* _Check your understanding_:
(1) In the commentary on David Cunliffe's investment policy below, reproduce word for word the part that opens with the words containing "So I challenge" and closes with "you claim to.".
(2) Write a continuation of the commentary on David Cunliffe's investment policy, starting right after its final sentence.

* _Excerpt_:
##############################

This policy effectively replaces the decisions of private investors with the decisions of Labour Party politicians. It would be a foolish policy if Labour Party politicians were not better investors than the private investors they will replace.
So, before asking people to vote for the policy, shouldn’t David Cunliffe prove that he and his colleagues really are better investors than those who do it professionally?
He could do this easily. Mr Cunliffe could set up a small investment fund – $5,000 would suffice to get started – and trade it in the months before the election. Since he claims to know better than private investors which businesses will give the best returns, his fund should massively outperform the NZX 50 and other stock market indices.
Mr Cunliffe will surely leap at the opportunity to establish his credentials as an economic planner. If he won’t take the opportunity, then we must conclude that he is only pretending to know which investments are best.
Mr Cunliffe talks a good game when it comes to investing. And he plans to put your money where his mouth is. But before anyone goes along with him, they should insist that he puts his own money where his mouth is.
So I challenge Mr Cunliffe. Trade the stock market in the months before the election. Publish your trades as you make them and explain how you arrived at your supposed knowledge of which investments are best. By the election we will be able to see if you really do know what you claim to.
If you won’t accept the challenge, then withdraw your proposal to use taxpayers’ money to invest in the businesses that take your fancy.
David Cunliffe has decided to direct great wads of taxpayers’ money to the forestry industry. According to the Otago Daily Times, when “asked about the response from the industry to the policies, Mr Cunliffe said it had been ‘bloody good’, but that was not surprising, as the party had consulted widely with industry in putting the package together”.

##############################

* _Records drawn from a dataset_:
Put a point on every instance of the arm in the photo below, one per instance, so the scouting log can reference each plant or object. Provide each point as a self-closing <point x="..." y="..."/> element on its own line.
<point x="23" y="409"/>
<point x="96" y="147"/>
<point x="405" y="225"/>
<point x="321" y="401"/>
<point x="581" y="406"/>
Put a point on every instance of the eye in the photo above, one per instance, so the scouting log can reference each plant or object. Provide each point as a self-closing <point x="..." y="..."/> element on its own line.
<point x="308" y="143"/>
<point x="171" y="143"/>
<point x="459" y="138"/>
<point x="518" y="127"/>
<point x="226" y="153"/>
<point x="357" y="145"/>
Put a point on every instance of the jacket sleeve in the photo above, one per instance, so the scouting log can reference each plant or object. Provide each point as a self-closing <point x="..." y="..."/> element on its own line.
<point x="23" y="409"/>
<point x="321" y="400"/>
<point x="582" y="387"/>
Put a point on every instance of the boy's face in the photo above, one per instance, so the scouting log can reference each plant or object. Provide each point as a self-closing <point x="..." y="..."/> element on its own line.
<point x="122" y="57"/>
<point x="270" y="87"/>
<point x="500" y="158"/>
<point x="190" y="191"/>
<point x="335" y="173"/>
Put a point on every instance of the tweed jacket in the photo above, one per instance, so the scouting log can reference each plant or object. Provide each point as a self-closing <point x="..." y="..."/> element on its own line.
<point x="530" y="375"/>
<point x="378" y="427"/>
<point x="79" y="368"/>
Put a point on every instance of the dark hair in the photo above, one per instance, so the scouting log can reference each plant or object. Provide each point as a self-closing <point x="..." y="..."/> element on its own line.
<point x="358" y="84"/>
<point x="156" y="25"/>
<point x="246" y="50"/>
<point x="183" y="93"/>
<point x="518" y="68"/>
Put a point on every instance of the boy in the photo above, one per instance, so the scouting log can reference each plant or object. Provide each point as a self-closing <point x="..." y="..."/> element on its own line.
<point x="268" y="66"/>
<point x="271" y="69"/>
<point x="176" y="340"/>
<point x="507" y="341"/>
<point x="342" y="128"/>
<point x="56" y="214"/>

##############################

* _Task-by-task outputs_:
(1)
So I challenge Mr Cunliffe. Trade the stock market in the months before the election. Publish your trades as you make them and explain how you arrived at your supposed knowledge of which investments are best. By the election we will be able to see if you really do know what you claim to.

(2)
What an astonishingly stupid question. Of course those who are about to be in receipt of taxpayers’ money think the policy is a bloody good idea. The questioner should have asked people in other industries, who will now face an unfair competition for resources, if they think it is a bloody good policy. Or he might have asked us taxpayers.
The Greens pulled the same trick last week when they boasted on Facebook that a solar panel producer had spoken favourably of the party's solar subsidy policy. Could politicians cosying up to business become the new norm under Labour and The Greens?
The harm done by industrial policies of the kind Mr Cunliffe and The Greens promote cannot be observed in the fortunes of the firms favoured by the government. For example, the Detroit car manufacturers bailed out by Obama may now be thriving. But that doesn’t show the policy worked. The cost of the policy is the opportunities for other productive activities that have been forgone because of the forcible transfer of resources to Obama’s favoured firms.
Alas, those lost opportunities are invisible. Whereas the joy of those being offered a meal at the tax-funded trough is all too obvious.
On Friday David Cunliffe declared that in government Labour would plan the economy. “Government should back positive Kiwi businesses, not leave it to the wolves of international trade … That also means attracting industry to New Zealand regions that need it most. Industry policy has become a dirty word. It isn’t. Regional development has also fallen by the wayside. Labour will bring it back. We want good jobs in every region of New Zealand.”
The obvious folly in this policy is the wilful misallocation of resources. The regions that most “need” government help in attracting investment are those that, for whatever reason, are least attractive to investors.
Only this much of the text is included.